Instructions for the task:
Set down each line of the data exactly, but not the pictures.

Source data:
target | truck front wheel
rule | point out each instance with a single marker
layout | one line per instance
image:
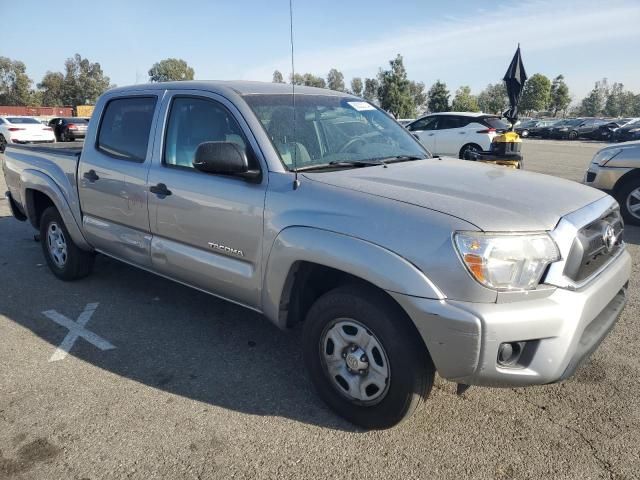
(364, 357)
(65, 259)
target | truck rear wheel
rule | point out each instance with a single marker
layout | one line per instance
(364, 357)
(65, 259)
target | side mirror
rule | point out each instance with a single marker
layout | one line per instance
(224, 158)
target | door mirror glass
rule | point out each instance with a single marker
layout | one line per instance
(223, 158)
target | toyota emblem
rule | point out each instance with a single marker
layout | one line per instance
(609, 237)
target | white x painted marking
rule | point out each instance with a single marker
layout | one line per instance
(76, 329)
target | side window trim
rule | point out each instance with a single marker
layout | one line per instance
(163, 145)
(150, 137)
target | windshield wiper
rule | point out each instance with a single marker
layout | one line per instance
(342, 164)
(401, 158)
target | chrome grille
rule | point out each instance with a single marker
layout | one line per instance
(594, 246)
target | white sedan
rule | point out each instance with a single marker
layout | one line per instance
(24, 130)
(454, 133)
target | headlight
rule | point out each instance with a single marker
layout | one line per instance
(506, 261)
(603, 156)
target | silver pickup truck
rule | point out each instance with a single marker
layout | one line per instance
(322, 210)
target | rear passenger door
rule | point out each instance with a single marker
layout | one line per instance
(207, 228)
(112, 177)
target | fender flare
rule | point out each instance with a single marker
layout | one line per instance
(368, 261)
(40, 182)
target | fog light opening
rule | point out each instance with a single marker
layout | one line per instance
(509, 353)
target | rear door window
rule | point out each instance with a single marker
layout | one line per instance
(125, 127)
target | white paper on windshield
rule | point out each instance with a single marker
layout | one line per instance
(362, 106)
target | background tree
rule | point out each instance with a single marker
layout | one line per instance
(438, 97)
(616, 104)
(394, 91)
(536, 94)
(559, 98)
(15, 84)
(308, 80)
(84, 81)
(52, 89)
(418, 94)
(371, 86)
(277, 77)
(170, 69)
(356, 86)
(493, 99)
(593, 104)
(335, 80)
(464, 101)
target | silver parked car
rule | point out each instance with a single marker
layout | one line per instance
(616, 170)
(332, 215)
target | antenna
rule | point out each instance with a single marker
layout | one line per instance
(296, 182)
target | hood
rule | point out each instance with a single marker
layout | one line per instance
(492, 198)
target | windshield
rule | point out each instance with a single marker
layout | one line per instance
(330, 129)
(22, 120)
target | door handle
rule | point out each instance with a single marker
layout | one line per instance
(91, 175)
(160, 190)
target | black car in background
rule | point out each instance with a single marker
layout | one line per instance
(69, 129)
(628, 132)
(545, 132)
(567, 129)
(605, 131)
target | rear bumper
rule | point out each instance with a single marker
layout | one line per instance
(561, 329)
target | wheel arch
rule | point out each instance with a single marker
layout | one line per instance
(306, 262)
(40, 192)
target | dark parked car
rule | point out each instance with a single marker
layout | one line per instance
(568, 129)
(630, 131)
(69, 129)
(523, 129)
(605, 131)
(545, 131)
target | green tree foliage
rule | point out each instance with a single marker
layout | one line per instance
(52, 89)
(371, 86)
(335, 80)
(536, 94)
(357, 86)
(593, 104)
(15, 84)
(84, 81)
(464, 101)
(438, 97)
(493, 99)
(394, 91)
(308, 80)
(559, 98)
(418, 94)
(277, 77)
(169, 70)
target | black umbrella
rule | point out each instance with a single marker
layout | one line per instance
(514, 80)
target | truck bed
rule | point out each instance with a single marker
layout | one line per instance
(66, 148)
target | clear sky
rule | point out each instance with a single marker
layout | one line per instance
(462, 42)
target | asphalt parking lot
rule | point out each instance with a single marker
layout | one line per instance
(195, 387)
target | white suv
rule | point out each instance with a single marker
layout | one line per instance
(453, 133)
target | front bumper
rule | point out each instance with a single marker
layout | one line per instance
(561, 328)
(603, 178)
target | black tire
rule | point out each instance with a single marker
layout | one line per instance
(469, 147)
(622, 195)
(77, 263)
(411, 370)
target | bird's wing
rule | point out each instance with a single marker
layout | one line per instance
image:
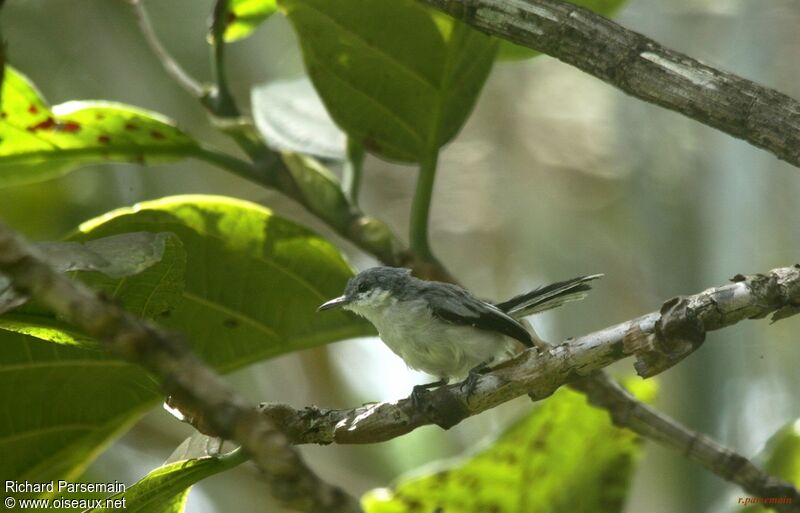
(457, 306)
(548, 296)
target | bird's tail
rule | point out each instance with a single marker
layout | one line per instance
(548, 296)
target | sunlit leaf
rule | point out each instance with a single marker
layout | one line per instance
(510, 52)
(165, 489)
(780, 458)
(399, 78)
(564, 456)
(244, 16)
(40, 143)
(116, 256)
(253, 280)
(291, 117)
(147, 281)
(250, 291)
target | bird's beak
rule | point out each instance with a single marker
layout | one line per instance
(333, 303)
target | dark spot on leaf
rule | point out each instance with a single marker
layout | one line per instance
(47, 124)
(71, 126)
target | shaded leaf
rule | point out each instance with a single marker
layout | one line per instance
(244, 16)
(291, 117)
(512, 52)
(147, 293)
(564, 456)
(399, 78)
(39, 143)
(165, 489)
(780, 458)
(116, 256)
(62, 405)
(252, 285)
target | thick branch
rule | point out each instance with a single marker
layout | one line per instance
(665, 336)
(642, 68)
(182, 375)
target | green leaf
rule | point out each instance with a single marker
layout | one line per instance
(253, 280)
(291, 117)
(149, 293)
(564, 456)
(39, 143)
(252, 284)
(117, 256)
(62, 405)
(399, 78)
(780, 458)
(165, 489)
(512, 52)
(244, 16)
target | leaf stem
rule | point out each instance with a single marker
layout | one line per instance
(171, 66)
(351, 180)
(420, 208)
(222, 99)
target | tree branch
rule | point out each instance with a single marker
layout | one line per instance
(642, 68)
(665, 336)
(171, 66)
(182, 375)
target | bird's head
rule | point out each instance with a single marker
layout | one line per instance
(370, 289)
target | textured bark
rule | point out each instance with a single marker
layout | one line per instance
(642, 68)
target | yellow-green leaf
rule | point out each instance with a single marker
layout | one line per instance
(399, 78)
(244, 16)
(38, 142)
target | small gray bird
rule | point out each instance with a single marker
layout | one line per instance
(440, 328)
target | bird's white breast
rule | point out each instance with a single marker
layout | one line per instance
(430, 344)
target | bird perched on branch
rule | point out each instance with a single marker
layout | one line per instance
(443, 330)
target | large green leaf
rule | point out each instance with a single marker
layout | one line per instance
(40, 143)
(245, 15)
(116, 256)
(510, 51)
(62, 405)
(396, 76)
(250, 291)
(165, 489)
(151, 293)
(780, 458)
(565, 456)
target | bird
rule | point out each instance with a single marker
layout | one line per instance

Exercise result:
target | truck front wheel
rule | point out each instance with a single marker
layout | one line per instance
image:
(364, 357)
(65, 259)
target | truck rear wheel
rule | point out each instance with a single marker
layout | one line per instance
(364, 357)
(65, 259)
target | side mirror
rule | point out each instance with a single marker
layout | one line per instance
(224, 158)
target | door mirror glass
rule | point out each instance with a single marker
layout | one line per instance
(223, 158)
target | toyota emblem
rule | point out each instance with a single marker
layout | one line per instance
(609, 237)
target | white x painted marking
rule | point out each instance with a single marker
layout | one line per instance
(76, 329)
target | side window trim
rule | point out each instance with a single marker
layout | one line per instance
(163, 145)
(150, 137)
target | windshield wiper
rule | point out each instance with a single marker
layout | one line per instance
(342, 164)
(401, 158)
target | chrome grille
rule | point out each instance with a single marker
layout | one line per instance
(594, 246)
target | white sedan
rule | point out each instance with a single marker
layout | one line per instance
(24, 130)
(454, 133)
target | headlight
rule | point out each instance with a single marker
layout | one line per instance
(506, 261)
(603, 156)
target | silver pickup truck
rule | point out each instance with a single marker
layout | one line per instance
(322, 210)
target | rear passenger door
rule | point out each instance with a single marker
layout | one line per instance
(207, 228)
(112, 177)
target | fender flare
rule | point out each instance with a single marker
layout | one line per instance
(368, 261)
(40, 182)
target | fog light opening
rule | point out each instance with a single marker
layout | one line per instance
(509, 353)
target | rear door window
rule | point out each instance with a single marker
layout | one line per instance
(125, 127)
target | white paper on windshield
rule | point out each instance with a single marker
layout | one line per instance
(362, 106)
target | background tree
rule | point out each instance with a single marker
layout | one line per instance
(438, 97)
(616, 104)
(394, 91)
(536, 94)
(559, 98)
(15, 84)
(308, 80)
(84, 81)
(52, 89)
(418, 94)
(371, 86)
(277, 77)
(170, 69)
(356, 86)
(493, 99)
(593, 104)
(335, 80)
(464, 101)
target | silver parked car
rule | point out each instance with a single marker
layout | one line per instance
(616, 170)
(332, 215)
target | antenna
rule | point out each instance with a single marker
layout | one line per instance
(296, 182)
target | hood
rule | point out each instance with a single marker
layout | one line per instance
(492, 198)
target | windshield
rule | point out each instance with a single marker
layout | one line per instance
(330, 129)
(22, 120)
target | door handle
rule | point out each instance with a single marker
layout | one line per instance
(91, 175)
(160, 190)
target | black car in background
rule | point out each instance with a single marker
layout | one line per instance
(69, 129)
(628, 132)
(545, 132)
(567, 129)
(605, 131)
target | rear bumper
rule | point out each instance with a single marker
layout | one line per instance
(561, 329)
target | wheel arch
rule | point out each instance with a single marker
layout | one line per instance
(306, 262)
(40, 192)
target | dark parked car
rule | point out each instance with a single marker
layout | one line per instance
(568, 129)
(630, 131)
(69, 129)
(523, 129)
(605, 131)
(545, 131)
target | green tree foliage
rule | point out each instance with a single marker
layout | one line per instance
(52, 89)
(371, 86)
(335, 80)
(536, 94)
(357, 86)
(593, 104)
(15, 84)
(84, 81)
(464, 101)
(438, 97)
(493, 99)
(394, 91)
(308, 80)
(559, 98)
(418, 94)
(277, 77)
(169, 70)
target | black umbrella
rule | point out each instance with a single marker
layout | one line per instance
(514, 80)
target | truck bed
rule | point out each instance with a single marker
layout | one line per instance
(66, 148)
target | clear sky
rule | point out each instance with a single marker
layout | one line per instance
(462, 42)
target | asphalt parking lot
rule | point out each instance with a single marker
layout | one line per instance
(195, 387)
target | white suv
rule | point out each instance with a single marker
layout | one line per instance
(453, 133)
target | front bumper
rule | point out each instance with a single marker
layout | one line per instance
(561, 328)
(603, 178)
target | black tire
rule | point out each instance with a single marker
layout | one line per instance
(469, 147)
(622, 195)
(77, 263)
(411, 370)
target | bird's wing
rule | point out each instance with a single marker
layout | one line per instance
image:
(457, 306)
(548, 296)
target | bird's tail
rule | point out each instance with a single marker
layout | one line per instance
(548, 296)
target | sunlit leaf
rule | point out each instance with a single marker
layout | one line per instance
(510, 52)
(165, 489)
(780, 458)
(399, 78)
(564, 456)
(244, 16)
(40, 143)
(116, 256)
(253, 280)
(291, 117)
(147, 281)
(250, 291)
target | bird's beak
rule | point out each instance with a single marker
layout | one line per instance
(333, 303)
target | dark spot on leaf
rule | point out each instance with a single marker
layout | one line per instance
(47, 124)
(71, 126)
target | shaded leaf
rule | point out each instance with a single marker
layout | one line per instance
(244, 16)
(291, 117)
(512, 52)
(147, 293)
(564, 456)
(399, 78)
(39, 143)
(165, 489)
(780, 458)
(116, 256)
(62, 405)
(252, 285)
target | thick branch
rule | point out each instance with a single marker
layout | one line per instance
(665, 336)
(642, 68)
(182, 375)
target | green leaf
rule | point out each instance with a single marker
layout | one line per instance
(253, 280)
(291, 117)
(149, 293)
(564, 456)
(39, 143)
(252, 284)
(117, 256)
(62, 405)
(399, 78)
(780, 458)
(165, 489)
(512, 52)
(244, 16)
target | leaf stem
rule | point out each instance with a single marker
layout | one line per instance
(171, 66)
(351, 180)
(420, 208)
(222, 99)
target | tree branch
rule | point out each instance with a single marker
layout | one line per instance
(642, 68)
(665, 336)
(171, 66)
(182, 375)
target | bird's head
rule | point out each instance with a single marker
layout | one line per instance
(370, 289)
target | textured bark
rule | point out each instance with a single marker
layout | one line per instance
(642, 68)
target | yellow-green leaf
rule | point out each instance with a single marker
layout | one line per instance
(399, 78)
(244, 16)
(38, 142)
target | small gray bird
rule | point out each instance with a single marker
layout | one line per instance
(440, 328)
target | bird's white breast
rule | point out each instance with a single marker
layout | one line per instance
(430, 344)
target | bird perched on branch
rule | point out each instance with a single marker
layout | one line per instance
(443, 330)
target | large green leaf
rule | point out each instance with a single marker
layout | one line per instance
(40, 143)
(245, 15)
(116, 256)
(510, 51)
(62, 405)
(396, 76)
(250, 291)
(165, 489)
(151, 293)
(780, 458)
(565, 456)
target | bird
rule | point out each instance with a single marker
layout | one line per instance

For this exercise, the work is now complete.